BEGIN Recorded information

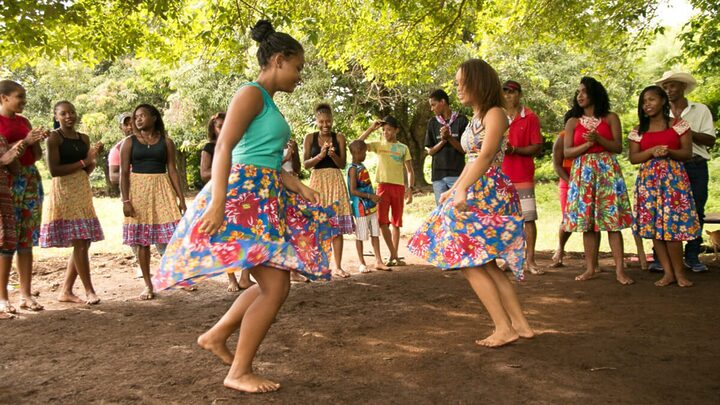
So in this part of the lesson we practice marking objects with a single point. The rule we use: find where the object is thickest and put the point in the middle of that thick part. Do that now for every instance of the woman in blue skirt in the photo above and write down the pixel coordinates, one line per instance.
(252, 216)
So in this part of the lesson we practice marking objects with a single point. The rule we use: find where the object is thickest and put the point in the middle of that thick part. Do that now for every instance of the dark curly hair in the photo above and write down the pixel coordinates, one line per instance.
(642, 117)
(272, 42)
(598, 98)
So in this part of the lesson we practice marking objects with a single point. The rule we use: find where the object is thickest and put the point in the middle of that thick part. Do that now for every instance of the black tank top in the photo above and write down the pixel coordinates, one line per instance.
(149, 159)
(327, 161)
(72, 150)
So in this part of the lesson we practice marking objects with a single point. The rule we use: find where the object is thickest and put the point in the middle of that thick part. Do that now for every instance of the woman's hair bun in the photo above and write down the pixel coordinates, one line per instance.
(262, 30)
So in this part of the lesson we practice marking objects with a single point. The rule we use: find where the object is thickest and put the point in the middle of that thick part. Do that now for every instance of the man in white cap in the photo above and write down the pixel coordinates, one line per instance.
(677, 85)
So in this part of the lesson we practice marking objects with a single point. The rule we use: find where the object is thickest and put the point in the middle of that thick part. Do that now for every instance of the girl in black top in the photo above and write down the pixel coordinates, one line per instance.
(69, 217)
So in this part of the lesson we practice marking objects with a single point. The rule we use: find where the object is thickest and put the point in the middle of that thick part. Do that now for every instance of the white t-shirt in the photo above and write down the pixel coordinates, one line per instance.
(700, 119)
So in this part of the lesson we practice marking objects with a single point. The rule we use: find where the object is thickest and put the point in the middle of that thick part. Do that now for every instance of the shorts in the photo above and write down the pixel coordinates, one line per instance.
(526, 191)
(392, 196)
(367, 227)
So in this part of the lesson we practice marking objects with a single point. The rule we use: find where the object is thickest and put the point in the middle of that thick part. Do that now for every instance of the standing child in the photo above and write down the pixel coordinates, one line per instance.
(25, 187)
(664, 207)
(246, 217)
(393, 157)
(479, 219)
(364, 206)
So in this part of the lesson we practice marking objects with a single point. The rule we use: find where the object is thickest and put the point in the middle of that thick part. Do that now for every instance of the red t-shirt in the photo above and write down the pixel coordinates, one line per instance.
(15, 129)
(524, 131)
(586, 124)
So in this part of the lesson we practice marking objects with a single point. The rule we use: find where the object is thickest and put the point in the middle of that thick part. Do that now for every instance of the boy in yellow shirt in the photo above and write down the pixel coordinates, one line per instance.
(389, 176)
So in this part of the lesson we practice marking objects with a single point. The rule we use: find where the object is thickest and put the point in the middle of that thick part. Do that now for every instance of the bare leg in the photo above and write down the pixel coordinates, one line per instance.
(379, 265)
(487, 291)
(616, 246)
(662, 255)
(641, 252)
(5, 265)
(337, 255)
(144, 262)
(233, 285)
(274, 286)
(215, 339)
(510, 301)
(81, 261)
(675, 253)
(560, 251)
(387, 236)
(245, 281)
(590, 246)
(24, 263)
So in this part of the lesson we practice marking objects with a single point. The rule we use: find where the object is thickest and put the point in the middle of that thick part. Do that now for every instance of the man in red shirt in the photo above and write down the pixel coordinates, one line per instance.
(524, 142)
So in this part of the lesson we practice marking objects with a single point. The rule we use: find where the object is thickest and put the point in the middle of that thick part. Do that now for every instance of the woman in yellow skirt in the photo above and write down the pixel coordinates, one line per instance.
(69, 217)
(153, 202)
(325, 153)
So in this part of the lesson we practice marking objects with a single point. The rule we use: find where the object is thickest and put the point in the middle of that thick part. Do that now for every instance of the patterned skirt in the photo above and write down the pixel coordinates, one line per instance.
(664, 204)
(156, 210)
(330, 183)
(597, 197)
(264, 225)
(8, 238)
(27, 194)
(68, 213)
(491, 229)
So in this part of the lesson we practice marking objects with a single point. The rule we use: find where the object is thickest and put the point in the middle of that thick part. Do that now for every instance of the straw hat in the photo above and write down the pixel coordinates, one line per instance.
(681, 77)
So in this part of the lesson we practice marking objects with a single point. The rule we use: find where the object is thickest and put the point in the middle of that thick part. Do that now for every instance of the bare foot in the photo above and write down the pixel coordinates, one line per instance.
(534, 269)
(217, 348)
(624, 279)
(70, 297)
(381, 266)
(665, 281)
(92, 299)
(341, 273)
(498, 339)
(251, 383)
(147, 294)
(524, 331)
(586, 276)
(683, 282)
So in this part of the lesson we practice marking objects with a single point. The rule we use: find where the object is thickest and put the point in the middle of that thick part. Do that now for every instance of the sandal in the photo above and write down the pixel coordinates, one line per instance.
(6, 308)
(33, 306)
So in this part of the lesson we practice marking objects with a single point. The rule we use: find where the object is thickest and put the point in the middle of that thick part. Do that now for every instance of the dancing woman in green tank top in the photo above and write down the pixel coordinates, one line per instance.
(251, 215)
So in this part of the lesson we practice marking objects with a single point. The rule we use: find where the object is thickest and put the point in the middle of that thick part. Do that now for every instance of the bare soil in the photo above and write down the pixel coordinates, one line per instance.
(401, 337)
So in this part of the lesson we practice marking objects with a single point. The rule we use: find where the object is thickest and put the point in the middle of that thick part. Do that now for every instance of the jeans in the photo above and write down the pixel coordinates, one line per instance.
(443, 185)
(698, 173)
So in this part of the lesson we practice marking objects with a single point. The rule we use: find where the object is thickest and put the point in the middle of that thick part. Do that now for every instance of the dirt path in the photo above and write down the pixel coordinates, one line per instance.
(400, 337)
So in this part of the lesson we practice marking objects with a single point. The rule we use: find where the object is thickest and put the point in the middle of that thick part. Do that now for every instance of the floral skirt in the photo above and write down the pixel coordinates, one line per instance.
(664, 204)
(492, 228)
(597, 197)
(68, 213)
(27, 194)
(330, 183)
(8, 237)
(156, 210)
(264, 225)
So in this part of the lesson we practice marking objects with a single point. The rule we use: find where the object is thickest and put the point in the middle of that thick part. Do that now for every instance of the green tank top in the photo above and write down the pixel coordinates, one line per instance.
(265, 138)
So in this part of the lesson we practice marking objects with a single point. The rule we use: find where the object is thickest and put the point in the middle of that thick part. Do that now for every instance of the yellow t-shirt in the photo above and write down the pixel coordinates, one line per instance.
(391, 159)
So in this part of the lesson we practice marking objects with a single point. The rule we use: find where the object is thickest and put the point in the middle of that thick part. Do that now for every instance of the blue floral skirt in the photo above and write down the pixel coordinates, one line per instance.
(264, 225)
(492, 228)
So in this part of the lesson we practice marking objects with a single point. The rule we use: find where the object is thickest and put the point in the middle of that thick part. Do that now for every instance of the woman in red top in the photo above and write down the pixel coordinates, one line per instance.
(664, 207)
(26, 190)
(597, 198)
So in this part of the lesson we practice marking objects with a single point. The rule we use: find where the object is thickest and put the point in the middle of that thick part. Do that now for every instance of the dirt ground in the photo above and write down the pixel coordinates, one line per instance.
(401, 337)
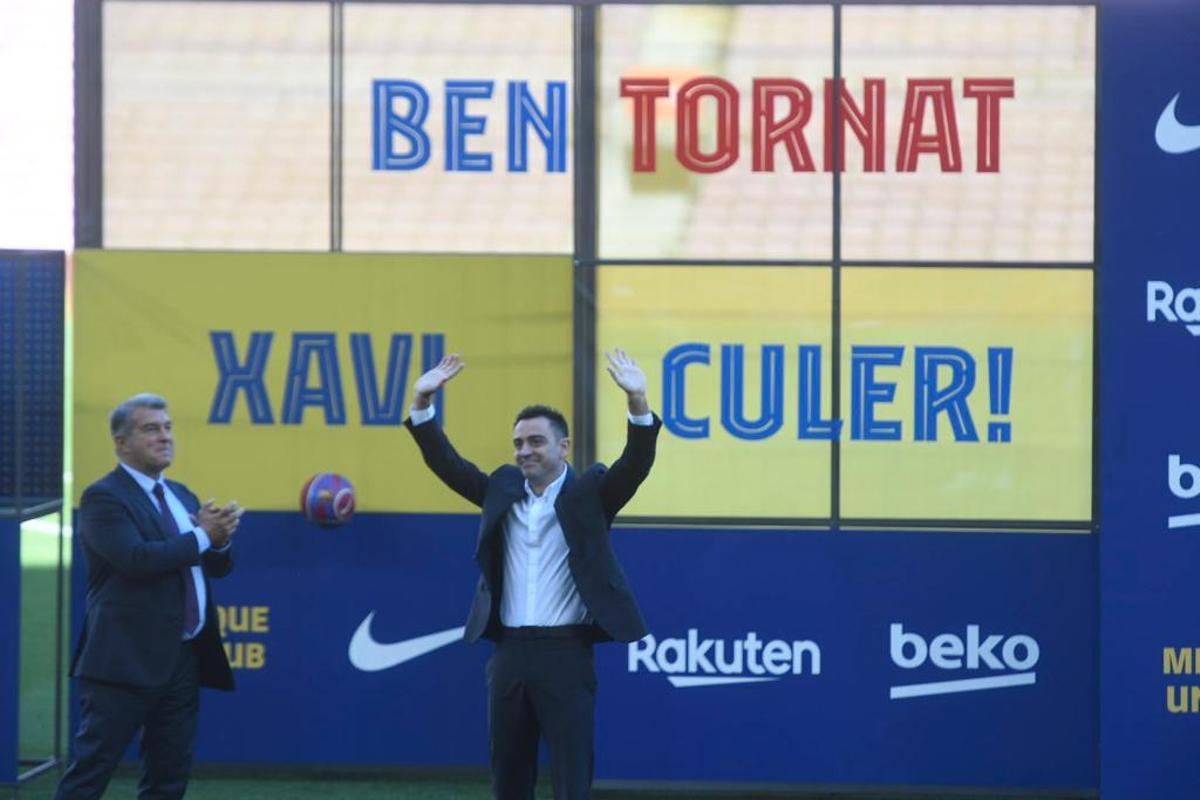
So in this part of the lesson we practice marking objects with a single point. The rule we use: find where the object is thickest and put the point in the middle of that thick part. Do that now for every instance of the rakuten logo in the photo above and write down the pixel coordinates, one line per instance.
(1018, 654)
(1183, 480)
(694, 661)
(1164, 302)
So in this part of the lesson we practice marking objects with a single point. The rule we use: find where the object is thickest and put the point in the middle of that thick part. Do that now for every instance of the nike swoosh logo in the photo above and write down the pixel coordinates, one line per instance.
(369, 655)
(1173, 136)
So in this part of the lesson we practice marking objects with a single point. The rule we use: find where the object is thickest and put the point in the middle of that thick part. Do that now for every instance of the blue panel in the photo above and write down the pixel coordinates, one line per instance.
(10, 656)
(1149, 395)
(307, 703)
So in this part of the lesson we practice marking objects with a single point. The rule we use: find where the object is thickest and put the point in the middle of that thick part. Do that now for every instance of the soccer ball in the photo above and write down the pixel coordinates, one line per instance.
(327, 499)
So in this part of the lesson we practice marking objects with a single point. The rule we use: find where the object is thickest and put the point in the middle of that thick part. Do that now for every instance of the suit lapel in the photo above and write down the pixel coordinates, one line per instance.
(139, 501)
(564, 507)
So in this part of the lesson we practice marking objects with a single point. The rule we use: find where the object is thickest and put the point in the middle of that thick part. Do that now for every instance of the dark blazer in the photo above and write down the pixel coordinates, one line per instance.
(586, 507)
(135, 620)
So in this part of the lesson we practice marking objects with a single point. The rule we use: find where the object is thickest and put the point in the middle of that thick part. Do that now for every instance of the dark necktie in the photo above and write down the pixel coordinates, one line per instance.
(191, 607)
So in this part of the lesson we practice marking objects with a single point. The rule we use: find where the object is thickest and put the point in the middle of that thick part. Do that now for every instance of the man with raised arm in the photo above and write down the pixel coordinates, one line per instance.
(550, 583)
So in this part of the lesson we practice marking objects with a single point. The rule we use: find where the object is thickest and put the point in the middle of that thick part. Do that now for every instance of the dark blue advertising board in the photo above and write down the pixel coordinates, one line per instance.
(1150, 441)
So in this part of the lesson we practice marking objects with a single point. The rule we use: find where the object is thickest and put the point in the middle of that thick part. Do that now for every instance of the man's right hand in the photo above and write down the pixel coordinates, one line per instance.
(427, 385)
(219, 523)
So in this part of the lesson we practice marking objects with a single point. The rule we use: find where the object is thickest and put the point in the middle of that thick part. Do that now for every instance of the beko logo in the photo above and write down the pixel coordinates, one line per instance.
(1164, 302)
(691, 661)
(1183, 480)
(1014, 656)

END Recorded information

> [Objective]: Starting from the line containing "the man with", repeat each line through the end of the entries, exactly.

> [Result of the task]:
So in this part of the lesson we practice marking objects with a single point. The rule we use: find where the object is thickest and put the point in the middle of that thick part. Do that now for every instance of the man with raised arm in the photo above and write down the pixel coordinates, one line per instance.
(550, 583)
So in this part of the lesson we practice marking objects with a single point. The rule we use: find where the object is thickest and put the point in the middle of that thick part. Do that now for every instance of the dark blue advertising board in the photo above and write down the pixel coordinates, one line per instance.
(1150, 441)
So in this part of the lesson we practice marking objects with a single point. The rule we use: find where the object is thickest and put the point in the middle of that thick part. Do that now for every instance of the man's right hand in the photo above and write down the pixel coordinates, one line per instance.
(427, 385)
(219, 523)
So in this part of the lesson we practice marking objects with a single point. The rule we use: find where the object is thickest and put the point in the middle of that thick part. Do that now for every instance of the beko logo in the photo above and write down the pixel coordinates, one line per instance.
(1164, 302)
(691, 661)
(1183, 480)
(1014, 656)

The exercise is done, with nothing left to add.